**Material provided**

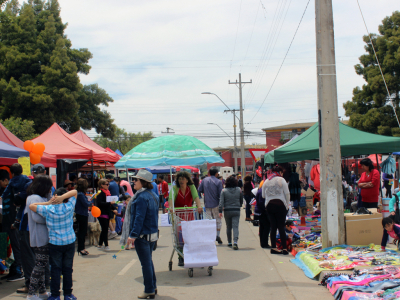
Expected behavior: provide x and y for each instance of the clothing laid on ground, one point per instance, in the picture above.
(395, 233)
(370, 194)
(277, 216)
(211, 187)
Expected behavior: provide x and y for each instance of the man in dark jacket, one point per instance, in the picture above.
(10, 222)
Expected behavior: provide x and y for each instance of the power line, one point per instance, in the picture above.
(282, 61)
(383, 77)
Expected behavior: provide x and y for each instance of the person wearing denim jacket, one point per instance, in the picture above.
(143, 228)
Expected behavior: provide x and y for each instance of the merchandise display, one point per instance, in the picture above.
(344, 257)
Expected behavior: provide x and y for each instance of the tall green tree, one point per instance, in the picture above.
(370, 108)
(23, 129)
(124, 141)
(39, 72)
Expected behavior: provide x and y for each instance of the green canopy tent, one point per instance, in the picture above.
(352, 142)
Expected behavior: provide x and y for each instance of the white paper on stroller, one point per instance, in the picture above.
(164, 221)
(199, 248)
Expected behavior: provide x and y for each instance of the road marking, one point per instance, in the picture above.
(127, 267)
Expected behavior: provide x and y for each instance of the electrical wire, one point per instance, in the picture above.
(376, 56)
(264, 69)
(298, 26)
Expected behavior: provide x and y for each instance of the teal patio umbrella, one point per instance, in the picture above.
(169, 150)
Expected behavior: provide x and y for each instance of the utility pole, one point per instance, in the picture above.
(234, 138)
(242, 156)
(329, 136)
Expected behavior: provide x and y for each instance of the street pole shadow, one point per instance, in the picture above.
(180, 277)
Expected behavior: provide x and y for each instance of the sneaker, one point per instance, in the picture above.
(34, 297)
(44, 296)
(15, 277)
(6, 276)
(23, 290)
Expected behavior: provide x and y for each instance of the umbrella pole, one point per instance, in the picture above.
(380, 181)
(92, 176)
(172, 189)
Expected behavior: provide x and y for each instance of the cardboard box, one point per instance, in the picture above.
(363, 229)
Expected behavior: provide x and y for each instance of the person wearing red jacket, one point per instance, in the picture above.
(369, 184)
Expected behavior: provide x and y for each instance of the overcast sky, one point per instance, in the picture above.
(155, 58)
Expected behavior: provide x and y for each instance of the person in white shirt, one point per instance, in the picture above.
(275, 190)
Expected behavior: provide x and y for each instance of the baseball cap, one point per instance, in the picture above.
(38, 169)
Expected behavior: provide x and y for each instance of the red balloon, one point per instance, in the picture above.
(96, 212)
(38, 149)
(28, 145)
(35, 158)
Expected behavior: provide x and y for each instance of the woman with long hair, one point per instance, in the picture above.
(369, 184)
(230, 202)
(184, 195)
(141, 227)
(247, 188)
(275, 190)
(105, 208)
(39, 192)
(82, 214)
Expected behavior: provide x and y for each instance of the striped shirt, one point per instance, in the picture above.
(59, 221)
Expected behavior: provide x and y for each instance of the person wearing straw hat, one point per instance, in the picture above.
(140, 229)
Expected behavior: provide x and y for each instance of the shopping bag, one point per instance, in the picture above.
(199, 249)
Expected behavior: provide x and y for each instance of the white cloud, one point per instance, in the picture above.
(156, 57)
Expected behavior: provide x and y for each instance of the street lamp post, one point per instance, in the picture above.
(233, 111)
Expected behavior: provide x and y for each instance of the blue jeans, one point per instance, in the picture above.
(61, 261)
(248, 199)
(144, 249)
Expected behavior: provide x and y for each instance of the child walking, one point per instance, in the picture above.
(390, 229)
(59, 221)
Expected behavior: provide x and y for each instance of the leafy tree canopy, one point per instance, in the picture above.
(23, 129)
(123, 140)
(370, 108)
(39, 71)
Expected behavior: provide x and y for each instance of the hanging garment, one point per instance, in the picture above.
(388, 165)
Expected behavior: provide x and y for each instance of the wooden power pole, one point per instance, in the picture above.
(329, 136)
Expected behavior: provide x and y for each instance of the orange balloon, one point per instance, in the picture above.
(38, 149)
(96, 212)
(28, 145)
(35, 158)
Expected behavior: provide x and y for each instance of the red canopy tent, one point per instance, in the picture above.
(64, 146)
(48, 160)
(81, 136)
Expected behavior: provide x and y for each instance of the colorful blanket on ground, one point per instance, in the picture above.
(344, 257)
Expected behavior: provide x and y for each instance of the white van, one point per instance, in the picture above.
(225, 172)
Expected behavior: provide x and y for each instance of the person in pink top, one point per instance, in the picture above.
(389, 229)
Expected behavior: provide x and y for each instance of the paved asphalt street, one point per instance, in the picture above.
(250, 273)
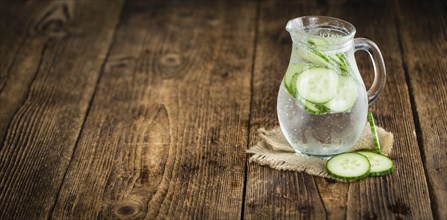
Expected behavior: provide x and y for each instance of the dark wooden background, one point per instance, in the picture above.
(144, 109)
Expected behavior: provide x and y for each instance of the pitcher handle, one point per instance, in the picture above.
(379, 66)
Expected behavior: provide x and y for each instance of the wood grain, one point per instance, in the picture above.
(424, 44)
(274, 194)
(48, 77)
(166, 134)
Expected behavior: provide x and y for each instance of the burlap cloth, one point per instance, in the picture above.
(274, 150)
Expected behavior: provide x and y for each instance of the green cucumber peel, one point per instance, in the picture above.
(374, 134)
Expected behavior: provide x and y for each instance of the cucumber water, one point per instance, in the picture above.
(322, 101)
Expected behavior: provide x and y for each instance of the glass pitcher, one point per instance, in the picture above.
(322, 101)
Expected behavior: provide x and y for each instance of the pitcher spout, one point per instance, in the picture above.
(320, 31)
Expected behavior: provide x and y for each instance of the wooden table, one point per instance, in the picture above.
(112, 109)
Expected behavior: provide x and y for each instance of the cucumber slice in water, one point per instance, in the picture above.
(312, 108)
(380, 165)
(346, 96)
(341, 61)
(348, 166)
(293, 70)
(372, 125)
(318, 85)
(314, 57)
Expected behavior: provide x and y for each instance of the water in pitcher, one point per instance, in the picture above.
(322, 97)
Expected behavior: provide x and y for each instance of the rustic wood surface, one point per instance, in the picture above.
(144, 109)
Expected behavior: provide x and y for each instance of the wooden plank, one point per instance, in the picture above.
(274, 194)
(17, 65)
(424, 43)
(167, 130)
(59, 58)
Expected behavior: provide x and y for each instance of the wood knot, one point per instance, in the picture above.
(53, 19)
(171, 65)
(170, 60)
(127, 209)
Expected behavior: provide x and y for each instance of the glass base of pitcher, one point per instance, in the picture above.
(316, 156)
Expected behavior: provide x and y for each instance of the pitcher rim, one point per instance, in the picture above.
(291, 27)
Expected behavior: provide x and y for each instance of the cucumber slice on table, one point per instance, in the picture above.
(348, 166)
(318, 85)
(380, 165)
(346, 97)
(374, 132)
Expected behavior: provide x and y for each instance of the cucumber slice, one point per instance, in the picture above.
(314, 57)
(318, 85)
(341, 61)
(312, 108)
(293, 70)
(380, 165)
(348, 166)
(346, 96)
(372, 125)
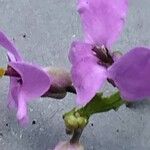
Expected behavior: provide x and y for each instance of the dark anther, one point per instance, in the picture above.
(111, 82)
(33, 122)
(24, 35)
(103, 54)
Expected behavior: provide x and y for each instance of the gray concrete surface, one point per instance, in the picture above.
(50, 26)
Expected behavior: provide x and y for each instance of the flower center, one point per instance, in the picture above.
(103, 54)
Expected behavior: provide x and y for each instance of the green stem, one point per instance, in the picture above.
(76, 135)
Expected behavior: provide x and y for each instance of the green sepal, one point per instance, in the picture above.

**Request**
Make an exact copy of the data above, pictures excluded.

**Exercise response**
Expected behavior: provide x and y for each instance of the clothing laid on ground, one point per instance, in the picture above.
(395, 233)
(370, 194)
(277, 216)
(211, 187)
Expected behavior: provide x and y for each instance of the man in dark jacket, one point per instance, in the picture above.
(10, 222)
Expected behavior: provide x and y for each instance of the power line, one point per instance, in the picture above.
(282, 61)
(383, 77)
Expected behavior: provide x and y for each instance of the person wearing denim jacket, one point per instance, in the picture above.
(143, 228)
Expected behavior: provide x and y for each instance of the merchandise display, one point per instance, in the picture above.
(344, 257)
Expected behavior: provide x and y for each instance of the tall green tree, one point per instance, in the picture above.
(370, 108)
(23, 129)
(124, 141)
(39, 72)
Expected behavior: provide x and y for each instance of the green canopy tent, one point per instance, in the picture above.
(352, 142)
Expected behavior: provide x and y for each instance of the white paper on stroller, one point per instance, in the picture above.
(164, 221)
(199, 248)
Expected behavior: provide x and y for each instance of the road marking, one point per instance, in the picture above.
(127, 267)
Expected behavior: provide x and y for each instance of the electrical wire, one point per instance, in the picture above.
(376, 56)
(264, 69)
(298, 26)
Expected behavior: provide x and y for each instance of the teal patio umbrella, one point per instance, in the picture above.
(169, 150)
Expected behavior: provide x and y for each instance of the utility pole, one point per instance, in the picture above.
(234, 138)
(242, 156)
(329, 136)
Expected behavior: provide x and y for each instance of the street pole shadow, one point per instance, in the picture above.
(180, 277)
Expected behavior: provide x and y for each instance of the sneaker, one point per instance, in the picture above.
(34, 297)
(44, 296)
(15, 277)
(6, 276)
(23, 290)
Expected behavior: provide x and y for each instance of the umbrella pole, one point per instance, in the picture above.
(380, 181)
(92, 176)
(172, 189)
Expected behavior: provide x and y for each instance of the cardboard box, one point per instance, in the picture above.
(363, 229)
Expected behavior: provide x and y for each instance of the person wearing red jacket, one point per instance, in the picture above.
(369, 184)
Expected behavior: provide x and y for each instance of the overcast sky, one point per instance, in the picture above.
(155, 58)
Expected behavior: provide x and y for each instance of the person in white shirt, one point per instance, in the picture above.
(275, 190)
Expected behavior: provide x and y for each instance of the baseball cap, one point per instance, in the picture above.
(38, 169)
Expected behavior: provide x and y for each instance of the red balloon, one point per instance, in the picture above.
(96, 212)
(38, 149)
(28, 145)
(35, 158)
Expected behavior: provide x and y for each instance of the woman with long hair, one point per instance, in the picture above.
(369, 184)
(230, 202)
(184, 195)
(141, 227)
(247, 188)
(275, 190)
(105, 208)
(39, 192)
(82, 214)
Expected behavior: provide x and y for each instance of the striped shirt, one point per instance, in the picture above.
(59, 221)
Expected behavior: provide x and y for each instance of the person wearing straw hat, one point per instance, in the picture above.
(140, 229)
Expected behavior: provide x and y for each instance of the shopping bag, one point per instance, in the picture above.
(199, 249)
Expected behavior: provide x and y for each instance of the white cloud, one point per instance, in the picture above.
(156, 57)
Expected behavior: provide x and y for each instance of the street lamp post, one point per instance, in the picture above.
(233, 111)
Expected behavior: provide x and y for each instance of the blue jeans, one point per instance, in the picture above.
(61, 261)
(248, 199)
(144, 249)
Expected behavior: provide x and y for each instance of the child walking, one point per instance, in the picture above.
(390, 229)
(59, 221)
Expected behavior: provide x and y for each instance of the leafy tree canopy, one point per instance, in the picture above.
(23, 129)
(123, 140)
(370, 108)
(39, 71)
Expected behavior: provide x and y for each instance of the hanging garment, one point per instance, in the picture above.
(388, 165)
Expected behavior: provide x and y for each instance of the wooden power pole, one point per instance, in the picture above.
(329, 136)
Expected behavior: provide x and y for each instance of the orange balloon, one point per instance, in the picture above.
(38, 149)
(96, 212)
(28, 145)
(35, 158)
Expected behavior: provide x and y for each instance of the red canopy tent, one point per instance, in the picture above.
(64, 146)
(48, 160)
(81, 136)
Expected behavior: provide x and y for each instance of the colorful blanket on ground, one point per instance, in the picture above.
(344, 257)
Expected behavior: provide x and y for each instance of the white van, one point per instance, in the picture above.
(225, 172)
Expected behavior: provide x and y for each instance of the person in pink top, one point per instance, in the picture above.
(389, 229)
Expected behavior: provide x and y for each instance of the paved asphalt street, one point per instance, in the picture above.
(250, 273)
Expected behavior: provide x and y for each instance of the dark wooden background, one point per instance, in the picture above.
(144, 109)
Expected behavior: provide x and y for each instance of the pitcher handle, one point per instance, in the picture above.
(379, 66)
Expected behavior: provide x and y for each instance of the wood grain, one point per instance, in the picture above.
(424, 44)
(274, 194)
(48, 77)
(166, 134)
Expected behavior: provide x and y for each instance of the burlap cloth, one point per instance, in the picture above.
(274, 150)
Expected behavior: provide x and y for each instance of the green cucumber peel, one point per instance, in the picture above.
(374, 134)
Expected behavior: provide x and y for each instance of the cucumber water, one point per instance, in the picture above.
(322, 101)
Expected behavior: provide x and y for each instance of the glass pitcher, one point per instance, in the picture above.
(322, 101)
Expected behavior: provide x and y for each instance of the pitcher spout, one point per instance, in the picture above.
(320, 31)
Expected behavior: provide x and y for each instance of the wooden table, one point per instance, in the picture above.
(112, 109)
Expected behavior: provide x and y for each instance of the cucumber slice in water, one point per instance, in the picture above.
(312, 108)
(380, 165)
(346, 96)
(341, 61)
(348, 166)
(293, 70)
(372, 125)
(318, 85)
(314, 57)
Expected behavior: provide x and y for each instance of the water in pitcher, one point per instance, in the picture above.
(322, 97)
Expected behavior: provide x and y for each instance of the rustic wood surface, one point per instance, in the picture above.
(144, 109)
Expected behavior: provide x and y for each instance of the wooden plank, one point per instance, in the picture above.
(274, 194)
(17, 65)
(424, 43)
(167, 130)
(59, 58)
Expected behavior: provide x and y for each instance of the wood knot, one point per instance, in the picture above.
(53, 19)
(171, 65)
(170, 60)
(127, 209)
Expected behavior: provide x and y for each instance of the glass base of pitcher, one point per instance, in the picture above.
(316, 156)
Expected behavior: provide x and y for each instance of the pitcher rim, one point per instance, in the picture above.
(291, 27)
Expected behavior: provide x and y for each instance of the cucumber slice on table, one point per instance, in the picture above.
(348, 166)
(318, 85)
(380, 165)
(346, 97)
(374, 132)
Expected behavior: provide x and y for each instance of the cucumber slice, one point per instance, in the picture above.
(314, 57)
(318, 85)
(341, 61)
(312, 108)
(293, 70)
(380, 165)
(348, 166)
(346, 96)
(372, 125)
Expected behavior: provide x and y for each instance of the dark anther, one point per instance, in the picture above.
(111, 82)
(33, 122)
(24, 35)
(103, 54)
Expected behavior: provide x and y for each instance of the gray concrete surface, one point per instance, in the picture above.
(50, 26)
Expected behavior: provide x and y for each instance of the flower center, one point per instance, in the picture above.
(103, 54)
Expected behavior: provide x and y for each instance of the green stem, one point per instance, in the picture above.
(76, 135)
Expected behavior: provide x and y for each instance of the green sepal, one point per instance, in the picture above.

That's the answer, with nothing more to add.